> Task instructions
Turn the paragraph beginning "Linear algebra is the mathematical backbone" in the linear algebra page below into a short bulleted list that keeps its main facts.

> Passage
______________________________

Linear Algebra Fundamentals¶
Linear algebra is the mathematical backbone of machine learning. Nearly every ML algorithm — from simple linear regression to deep neural networks — relies on vector and matrix operations under the hood. When a neural network makes a prediction, it’s performing a sequence of matrix multiplications. When PCA reduces dimensionality, it’s finding eigenvectors. When embeddings measure similarity, they’re computing dot products.
This notebook covers the essential linear algebra concepts you need for ML: vectors (how data is represented), matrices (how data is transformed), eigendecomposition (how we find the most important directions in data), and practical applications like solving linear regression with the Normal Equation.
Prerequisites: Basic Python and NumPy familiarity.
# Import required libraries
import numpy as np
import matplotlib.pyplot as plt
from mpl_toolkits.mplot3d import Axes3D
import seaborn as sns
# Set style for better visualizations
plt.style.use('seaborn-v0_8-darkgrid')
sns.set_palette("husl")
1. Vectors: The Building Blocks¶
A vector is an ordered array of numbers. In ML, data points are often represented as vectors.
Example: A house with 3 features: [square_feet, bedrooms, age] = [2000, 3, 10]
# Creating vectors
v1 = np.array([1, 2, 3])
v2 = np.array([4, 5, 6])
print("Vector v1:", v1)
print("Vector v2:", v2)
print("Shape of v1:", v1.shape)
print("Dimension:", v1.ndim)
Vector Operations: Addition, Scaling, and the Dot Product¶
Vector operations are the atoms of machine learning computation. Vector addition combines features or updates model weights during gradient descent. Scalar multiplication scales vectors — this is what happens when you apply a learning rate. The dot product (np.dot) is perhaps the most important single operation in ML: it measures the alignment between two vectors, computing \(\mathbf{v}_1 \cdot \mathbf{v}_2 = \sum_i v_{1i} \cdot v_{2i}\).

______________________________

> Data extract
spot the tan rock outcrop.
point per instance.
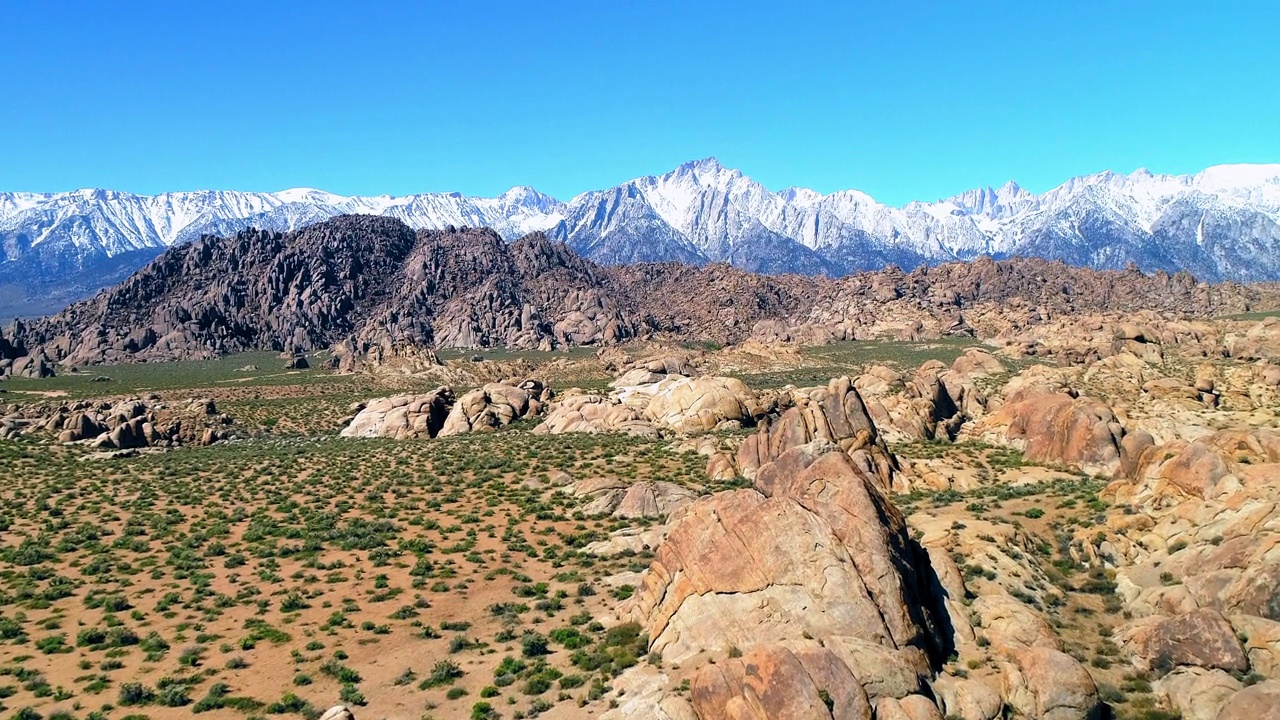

______________________________

> Result of this task
- Linear algebra is the mathematical foundation of machine learning.
- Almost every ML algorithm, from simple linear regression to deep neural networks, depends on vector and matrix operations.
- A neural network's prediction is a sequence of matrix multiplications.
- PCA reduces dimensionality by finding eigenvectors.
- Embeddings measure similarity by computing dot products.